Starting at the row that contains "Where can you spot the blue" and ending at the last of the rows, rewrite those rows with "dot" swapped for "marker" and everything else left unchanged.

#### [Given records]
______________________________
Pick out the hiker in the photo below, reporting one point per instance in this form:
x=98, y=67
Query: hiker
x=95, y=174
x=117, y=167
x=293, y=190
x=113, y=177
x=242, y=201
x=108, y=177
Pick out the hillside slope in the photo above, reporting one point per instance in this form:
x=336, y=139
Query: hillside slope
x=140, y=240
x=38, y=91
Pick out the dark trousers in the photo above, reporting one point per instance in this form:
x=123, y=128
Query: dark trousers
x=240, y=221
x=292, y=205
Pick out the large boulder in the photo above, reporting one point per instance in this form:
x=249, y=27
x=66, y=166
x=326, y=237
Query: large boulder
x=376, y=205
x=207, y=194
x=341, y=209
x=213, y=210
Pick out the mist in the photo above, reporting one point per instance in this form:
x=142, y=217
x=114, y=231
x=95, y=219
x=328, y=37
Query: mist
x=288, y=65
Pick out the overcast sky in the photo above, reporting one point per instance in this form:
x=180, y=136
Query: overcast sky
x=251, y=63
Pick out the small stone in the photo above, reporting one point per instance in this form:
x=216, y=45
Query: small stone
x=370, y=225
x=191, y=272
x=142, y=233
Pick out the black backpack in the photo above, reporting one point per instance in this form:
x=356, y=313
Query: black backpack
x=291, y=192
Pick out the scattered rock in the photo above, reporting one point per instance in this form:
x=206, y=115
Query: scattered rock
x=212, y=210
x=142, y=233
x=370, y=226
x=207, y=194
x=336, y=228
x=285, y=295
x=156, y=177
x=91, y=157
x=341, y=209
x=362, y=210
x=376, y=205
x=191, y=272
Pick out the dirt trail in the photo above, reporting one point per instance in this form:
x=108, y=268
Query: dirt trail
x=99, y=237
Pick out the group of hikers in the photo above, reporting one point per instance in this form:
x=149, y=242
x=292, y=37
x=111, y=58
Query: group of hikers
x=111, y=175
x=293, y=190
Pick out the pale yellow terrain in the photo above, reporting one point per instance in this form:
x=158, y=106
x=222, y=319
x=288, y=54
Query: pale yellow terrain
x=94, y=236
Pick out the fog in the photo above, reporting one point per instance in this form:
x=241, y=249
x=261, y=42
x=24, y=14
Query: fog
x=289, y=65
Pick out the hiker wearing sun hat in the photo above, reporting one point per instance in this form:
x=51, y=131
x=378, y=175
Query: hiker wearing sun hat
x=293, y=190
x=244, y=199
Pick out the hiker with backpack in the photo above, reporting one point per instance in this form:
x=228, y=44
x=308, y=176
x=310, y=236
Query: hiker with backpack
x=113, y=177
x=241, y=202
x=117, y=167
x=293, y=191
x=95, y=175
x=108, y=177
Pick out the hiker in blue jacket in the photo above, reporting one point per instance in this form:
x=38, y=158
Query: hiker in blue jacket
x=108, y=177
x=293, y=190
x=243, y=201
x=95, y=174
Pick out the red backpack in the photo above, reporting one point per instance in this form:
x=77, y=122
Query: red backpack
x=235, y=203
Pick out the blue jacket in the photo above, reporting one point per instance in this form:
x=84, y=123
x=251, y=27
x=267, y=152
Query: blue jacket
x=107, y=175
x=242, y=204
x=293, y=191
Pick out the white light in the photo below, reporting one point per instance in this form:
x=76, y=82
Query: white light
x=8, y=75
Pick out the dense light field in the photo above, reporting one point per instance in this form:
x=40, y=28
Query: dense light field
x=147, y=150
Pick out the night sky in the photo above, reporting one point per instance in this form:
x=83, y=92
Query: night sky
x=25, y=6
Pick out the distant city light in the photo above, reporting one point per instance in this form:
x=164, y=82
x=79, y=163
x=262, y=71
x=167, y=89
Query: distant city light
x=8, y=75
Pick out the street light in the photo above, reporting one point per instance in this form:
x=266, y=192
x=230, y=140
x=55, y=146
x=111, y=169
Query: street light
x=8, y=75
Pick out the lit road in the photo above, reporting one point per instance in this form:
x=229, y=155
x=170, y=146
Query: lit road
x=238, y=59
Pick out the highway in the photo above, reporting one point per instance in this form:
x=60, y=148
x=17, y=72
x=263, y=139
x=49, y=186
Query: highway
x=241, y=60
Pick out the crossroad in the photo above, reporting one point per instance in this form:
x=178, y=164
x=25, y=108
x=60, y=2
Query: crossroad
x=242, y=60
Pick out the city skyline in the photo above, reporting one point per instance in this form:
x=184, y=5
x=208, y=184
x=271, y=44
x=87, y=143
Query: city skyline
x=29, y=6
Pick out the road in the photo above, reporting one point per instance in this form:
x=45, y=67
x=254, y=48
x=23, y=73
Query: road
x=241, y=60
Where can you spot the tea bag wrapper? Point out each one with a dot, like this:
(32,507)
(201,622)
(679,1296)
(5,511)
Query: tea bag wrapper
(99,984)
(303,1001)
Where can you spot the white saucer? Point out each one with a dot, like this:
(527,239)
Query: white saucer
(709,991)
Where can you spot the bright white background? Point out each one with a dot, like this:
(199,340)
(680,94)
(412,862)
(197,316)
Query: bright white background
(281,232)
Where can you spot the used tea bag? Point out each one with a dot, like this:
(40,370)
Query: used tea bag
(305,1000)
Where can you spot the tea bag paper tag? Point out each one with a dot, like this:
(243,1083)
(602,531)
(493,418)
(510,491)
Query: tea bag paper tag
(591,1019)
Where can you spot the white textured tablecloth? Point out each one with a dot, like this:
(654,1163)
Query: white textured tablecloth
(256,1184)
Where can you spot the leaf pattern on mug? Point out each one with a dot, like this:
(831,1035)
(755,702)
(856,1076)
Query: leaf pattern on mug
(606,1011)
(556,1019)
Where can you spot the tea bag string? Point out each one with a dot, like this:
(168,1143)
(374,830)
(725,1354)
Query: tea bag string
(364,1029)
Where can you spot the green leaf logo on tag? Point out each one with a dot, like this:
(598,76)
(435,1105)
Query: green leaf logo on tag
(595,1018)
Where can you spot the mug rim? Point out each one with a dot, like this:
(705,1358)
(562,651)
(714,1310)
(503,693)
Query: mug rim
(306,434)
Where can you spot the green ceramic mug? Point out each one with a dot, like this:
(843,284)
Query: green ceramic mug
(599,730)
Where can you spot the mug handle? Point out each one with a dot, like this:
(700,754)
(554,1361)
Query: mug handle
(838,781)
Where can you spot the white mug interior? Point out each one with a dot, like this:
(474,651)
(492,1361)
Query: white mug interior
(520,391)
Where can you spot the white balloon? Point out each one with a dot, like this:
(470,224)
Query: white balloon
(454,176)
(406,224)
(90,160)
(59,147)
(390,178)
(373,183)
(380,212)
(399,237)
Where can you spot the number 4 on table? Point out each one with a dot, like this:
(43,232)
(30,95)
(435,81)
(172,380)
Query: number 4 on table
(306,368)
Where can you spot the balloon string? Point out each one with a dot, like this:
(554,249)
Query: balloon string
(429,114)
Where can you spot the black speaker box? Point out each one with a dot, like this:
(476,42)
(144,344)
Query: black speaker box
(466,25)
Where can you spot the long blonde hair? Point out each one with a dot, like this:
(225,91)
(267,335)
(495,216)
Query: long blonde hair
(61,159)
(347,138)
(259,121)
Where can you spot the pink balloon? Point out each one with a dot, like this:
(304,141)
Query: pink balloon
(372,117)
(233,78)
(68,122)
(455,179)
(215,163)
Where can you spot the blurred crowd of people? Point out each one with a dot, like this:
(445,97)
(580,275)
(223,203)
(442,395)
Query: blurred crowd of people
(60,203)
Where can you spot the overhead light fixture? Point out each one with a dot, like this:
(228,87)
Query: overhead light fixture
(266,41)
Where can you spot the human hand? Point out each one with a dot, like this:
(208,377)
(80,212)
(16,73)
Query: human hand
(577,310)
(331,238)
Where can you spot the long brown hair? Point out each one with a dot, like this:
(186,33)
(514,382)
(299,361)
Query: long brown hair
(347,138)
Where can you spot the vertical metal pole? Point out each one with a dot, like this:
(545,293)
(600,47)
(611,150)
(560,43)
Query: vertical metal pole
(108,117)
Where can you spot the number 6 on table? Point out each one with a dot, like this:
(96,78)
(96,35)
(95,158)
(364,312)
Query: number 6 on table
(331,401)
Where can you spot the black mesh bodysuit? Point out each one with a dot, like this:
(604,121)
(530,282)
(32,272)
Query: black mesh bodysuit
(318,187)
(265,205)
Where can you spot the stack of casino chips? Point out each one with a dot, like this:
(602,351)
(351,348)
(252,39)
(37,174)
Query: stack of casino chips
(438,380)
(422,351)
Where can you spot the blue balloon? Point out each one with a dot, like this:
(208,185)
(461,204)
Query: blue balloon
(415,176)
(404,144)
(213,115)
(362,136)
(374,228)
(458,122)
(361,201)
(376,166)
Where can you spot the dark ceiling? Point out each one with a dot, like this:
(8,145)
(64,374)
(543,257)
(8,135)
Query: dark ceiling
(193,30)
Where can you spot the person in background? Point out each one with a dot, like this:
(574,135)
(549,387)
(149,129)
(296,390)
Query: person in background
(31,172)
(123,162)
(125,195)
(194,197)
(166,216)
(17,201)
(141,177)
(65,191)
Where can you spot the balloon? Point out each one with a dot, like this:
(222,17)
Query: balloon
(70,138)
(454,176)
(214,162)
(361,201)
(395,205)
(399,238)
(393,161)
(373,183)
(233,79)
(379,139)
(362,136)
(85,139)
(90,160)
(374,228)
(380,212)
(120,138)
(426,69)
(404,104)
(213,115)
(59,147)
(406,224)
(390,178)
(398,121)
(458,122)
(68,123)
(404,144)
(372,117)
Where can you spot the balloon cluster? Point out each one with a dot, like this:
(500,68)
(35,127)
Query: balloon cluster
______________________________
#### [Result]
Where can you spot the blue balloon? Point out each one with a marker, like this:
(208,185)
(461,204)
Query: blue balloon
(415,176)
(404,144)
(213,115)
(362,136)
(374,228)
(458,122)
(361,201)
(376,166)
Where can you spot the dark ceiling? Point out each one with a marker, like this:
(8,145)
(64,374)
(543,257)
(8,135)
Query: dark ceiling
(193,30)
Where can you spot the person in background? Point out each one with a marker, like this:
(574,135)
(549,387)
(149,129)
(296,390)
Query: person in background
(31,172)
(123,162)
(125,195)
(194,197)
(166,216)
(17,201)
(141,177)
(65,191)
Where can you spot the balloon? Point out each one with a marker, like this:
(222,17)
Query: balloon
(70,138)
(454,176)
(214,162)
(361,201)
(395,205)
(399,238)
(393,161)
(373,183)
(233,79)
(379,139)
(362,136)
(85,139)
(90,160)
(374,228)
(380,212)
(120,138)
(426,69)
(404,104)
(213,115)
(59,147)
(406,224)
(390,178)
(398,121)
(458,122)
(68,123)
(404,144)
(372,117)
Where can you spot the balloon cluster? Point out each one with a marker, like this:
(500,68)
(35,127)
Query: balloon cluster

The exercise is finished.